■ **JOB**:
Please reproduce the listing from the line that contains "Spot speedometer needle here." through its final line, keeping every line and scaling each bounding-box coordinate by 0.75, rounded to a whole number with halves going up. Leave all other text as it is.

■ **INFORMATION SHOWN**:
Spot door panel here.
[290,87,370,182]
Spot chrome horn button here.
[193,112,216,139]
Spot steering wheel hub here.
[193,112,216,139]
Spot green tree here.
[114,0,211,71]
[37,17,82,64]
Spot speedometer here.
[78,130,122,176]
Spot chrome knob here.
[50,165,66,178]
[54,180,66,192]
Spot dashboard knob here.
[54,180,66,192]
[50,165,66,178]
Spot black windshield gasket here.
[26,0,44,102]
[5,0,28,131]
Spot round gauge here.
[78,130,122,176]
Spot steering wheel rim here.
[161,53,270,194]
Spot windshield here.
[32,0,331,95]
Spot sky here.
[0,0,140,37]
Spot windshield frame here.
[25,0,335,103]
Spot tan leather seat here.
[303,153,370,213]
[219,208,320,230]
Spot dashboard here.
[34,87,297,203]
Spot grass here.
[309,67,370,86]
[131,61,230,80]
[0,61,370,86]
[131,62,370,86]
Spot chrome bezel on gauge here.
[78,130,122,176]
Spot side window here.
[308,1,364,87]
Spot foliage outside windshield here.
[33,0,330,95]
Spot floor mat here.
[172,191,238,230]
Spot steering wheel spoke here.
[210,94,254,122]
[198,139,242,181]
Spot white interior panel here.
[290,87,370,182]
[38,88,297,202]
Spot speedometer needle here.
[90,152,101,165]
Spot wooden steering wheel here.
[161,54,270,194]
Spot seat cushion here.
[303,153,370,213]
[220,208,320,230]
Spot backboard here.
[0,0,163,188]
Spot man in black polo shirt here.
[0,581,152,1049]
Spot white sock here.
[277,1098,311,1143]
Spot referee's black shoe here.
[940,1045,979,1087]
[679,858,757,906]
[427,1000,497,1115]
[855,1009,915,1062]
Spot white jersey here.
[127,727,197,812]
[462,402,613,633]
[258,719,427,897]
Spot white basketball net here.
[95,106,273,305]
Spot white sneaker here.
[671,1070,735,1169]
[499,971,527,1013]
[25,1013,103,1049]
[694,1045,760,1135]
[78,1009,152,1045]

■ **THE RESULT**:
Spot speedometer needle here.
[68,114,76,124]
Spot wooden steering wheel here.
[121,41,203,146]
Spot seat cushion here.
[227,115,278,160]
[165,156,240,173]
Spot backboard here.
[0,0,122,141]
Spot man in black polo shirt here.
[0,436,114,787]
Spot white sock here.
[208,824,233,857]
Spot referee's black shoe here.
[705,784,734,815]
[509,644,568,680]
[320,750,373,836]
[641,757,686,797]
Spot white jersey here.
[95,545,148,609]
[347,302,460,475]
[194,539,320,673]
Spot white basketball net here.
[71,80,205,229]
Spot white sneaker here.
[503,803,551,877]
[374,728,395,760]
[19,760,77,787]
[521,784,570,851]
[59,757,114,784]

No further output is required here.